**WHAT TO DO**
Retype each entry below exactly as it stands.

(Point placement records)
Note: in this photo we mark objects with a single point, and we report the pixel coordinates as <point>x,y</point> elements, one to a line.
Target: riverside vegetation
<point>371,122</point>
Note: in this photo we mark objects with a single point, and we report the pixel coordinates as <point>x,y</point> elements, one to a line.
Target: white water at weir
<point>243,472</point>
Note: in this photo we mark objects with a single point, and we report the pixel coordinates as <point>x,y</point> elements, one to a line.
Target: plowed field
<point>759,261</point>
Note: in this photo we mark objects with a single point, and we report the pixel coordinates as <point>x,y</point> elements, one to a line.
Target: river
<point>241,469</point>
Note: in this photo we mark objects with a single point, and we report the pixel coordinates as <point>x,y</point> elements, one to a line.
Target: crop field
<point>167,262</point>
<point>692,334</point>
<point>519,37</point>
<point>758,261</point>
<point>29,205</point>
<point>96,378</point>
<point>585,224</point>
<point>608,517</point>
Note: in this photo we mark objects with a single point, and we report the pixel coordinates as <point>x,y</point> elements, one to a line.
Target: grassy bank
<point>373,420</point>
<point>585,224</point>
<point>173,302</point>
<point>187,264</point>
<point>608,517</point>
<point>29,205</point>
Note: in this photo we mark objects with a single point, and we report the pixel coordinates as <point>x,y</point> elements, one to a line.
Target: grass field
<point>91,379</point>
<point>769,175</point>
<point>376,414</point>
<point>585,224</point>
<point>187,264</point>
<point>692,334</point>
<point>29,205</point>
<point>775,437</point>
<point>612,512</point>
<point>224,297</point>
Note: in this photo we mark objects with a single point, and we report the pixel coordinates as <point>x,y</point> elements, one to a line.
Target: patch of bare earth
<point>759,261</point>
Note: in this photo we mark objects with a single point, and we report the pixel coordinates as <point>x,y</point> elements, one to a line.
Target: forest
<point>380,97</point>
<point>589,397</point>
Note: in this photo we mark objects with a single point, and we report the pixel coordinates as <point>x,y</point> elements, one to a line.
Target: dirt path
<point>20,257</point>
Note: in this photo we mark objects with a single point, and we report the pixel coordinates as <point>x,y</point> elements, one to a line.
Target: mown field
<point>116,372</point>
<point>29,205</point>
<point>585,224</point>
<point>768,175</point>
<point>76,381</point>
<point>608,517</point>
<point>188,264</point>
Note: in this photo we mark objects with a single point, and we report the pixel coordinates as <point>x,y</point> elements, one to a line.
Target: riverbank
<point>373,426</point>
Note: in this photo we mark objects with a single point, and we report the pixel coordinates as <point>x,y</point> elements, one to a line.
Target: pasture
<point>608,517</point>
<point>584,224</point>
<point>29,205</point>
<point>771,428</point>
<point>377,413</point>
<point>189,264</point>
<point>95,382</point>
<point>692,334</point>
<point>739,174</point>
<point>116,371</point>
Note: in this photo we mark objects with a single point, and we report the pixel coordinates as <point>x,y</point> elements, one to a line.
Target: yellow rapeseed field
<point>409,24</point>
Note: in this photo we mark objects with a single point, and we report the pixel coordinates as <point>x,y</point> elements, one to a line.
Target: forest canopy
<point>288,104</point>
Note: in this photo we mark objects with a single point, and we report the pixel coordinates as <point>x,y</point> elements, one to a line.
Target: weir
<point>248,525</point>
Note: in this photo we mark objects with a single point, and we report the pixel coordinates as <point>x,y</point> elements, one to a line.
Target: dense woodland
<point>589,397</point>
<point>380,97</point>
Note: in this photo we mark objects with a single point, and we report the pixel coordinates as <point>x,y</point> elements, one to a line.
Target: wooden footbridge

**THE REPLY**
Note: in this photo we mark objects with a single point, and we report the pixel coordinates as <point>x,y</point> elements, one to a line.
Target: riverside vegetation
<point>371,122</point>
Note: in this photo we mark objects with a single point, and we report the pixel coordinates as <point>x,y</point> elements, one to a line.
Target: white water at weir
<point>243,472</point>
Note: in this photo we mark objects with a single point, and we report the pixel coordinates as <point>x,y</point> elements, one to a line.
Target: plowed field
<point>759,261</point>
Note: in this photo we mark objects with a single point, and we report the pixel coordinates as <point>x,y</point> elements, one to a line.
Target: river
<point>241,469</point>
Note: in this photo we mark objects with a single point, and we report the pixel coordinates as <point>x,y</point> elements, one to a line.
Target: crop field
<point>167,262</point>
<point>692,334</point>
<point>519,37</point>
<point>758,261</point>
<point>29,205</point>
<point>96,378</point>
<point>585,224</point>
<point>608,517</point>
Note: in this photo we mark objects with a single point, and we report the pixel coordinates as <point>x,y</point> elements, one to a line.
Target: grassy bank
<point>373,420</point>
<point>585,224</point>
<point>173,302</point>
<point>187,264</point>
<point>608,517</point>
<point>29,205</point>
Note: in this photo we mark objects with a single point, and we report the pixel coordinates as <point>x,y</point> elements, one to a line.
Target: grass field
<point>91,379</point>
<point>769,175</point>
<point>376,414</point>
<point>585,224</point>
<point>187,264</point>
<point>692,334</point>
<point>29,205</point>
<point>775,437</point>
<point>612,512</point>
<point>224,297</point>
Note: in this photo we mark objects with a single point, and we report the pixel coordinates as <point>x,y</point> elements, one to a line.
Target: patch of bare earth
<point>759,261</point>
Note: in this photo we mark objects with a single point, and we report the pixel coordinates as <point>x,y</point> elements, one to a line.
Target: forest
<point>380,97</point>
<point>589,397</point>
Note: in this photo we mark objects with a single point, and we report the pixel coordinates as <point>x,y</point> elements, one to a line.
Target: dirt path
<point>20,257</point>
Note: in this photo we mark objects with a single point, and we report the pixel coordinates as <point>x,y</point> elements, one to a line.
Target: mown field
<point>116,372</point>
<point>29,205</point>
<point>585,224</point>
<point>768,175</point>
<point>76,381</point>
<point>608,517</point>
<point>188,264</point>
Note: in this photo we mark objects with a single point, and we report the pixel coordinates as <point>x,y</point> elements, one to a line.
Target: riverbank
<point>373,426</point>
Note: in this photo we mark objects with a single point, and we report the pixel coordinates as <point>x,y</point> elements, one to a line.
Target: pasture
<point>608,517</point>
<point>584,224</point>
<point>29,205</point>
<point>771,428</point>
<point>377,413</point>
<point>189,264</point>
<point>95,382</point>
<point>692,334</point>
<point>739,174</point>
<point>116,371</point>
Note: in this photo we mark objects with a single point, and we report the pixel coordinates as <point>x,y</point> elements, one to a line.
Target: yellow rapeseed field
<point>409,24</point>
Note: in this photo we mark objects with a single point, and we report the pixel coordinates as <point>x,y</point> elements, one to a line.
Target: forest canopy
<point>288,104</point>
Note: in this photo we mark objects with a single point, and we report the pixel coordinates as <point>x,y</point> elements, one to a line.
Target: weir
<point>248,525</point>
Note: in this photo we mark objects with a single point, and we report the pixel coordinates as <point>x,y</point> elements, one to a line.
Target: dense woodland
<point>589,397</point>
<point>380,97</point>
Note: in this photo we mark objects with a single point, and we report the pixel coordinates as <point>x,y</point> elements, one to a line.
Target: wooden footbridge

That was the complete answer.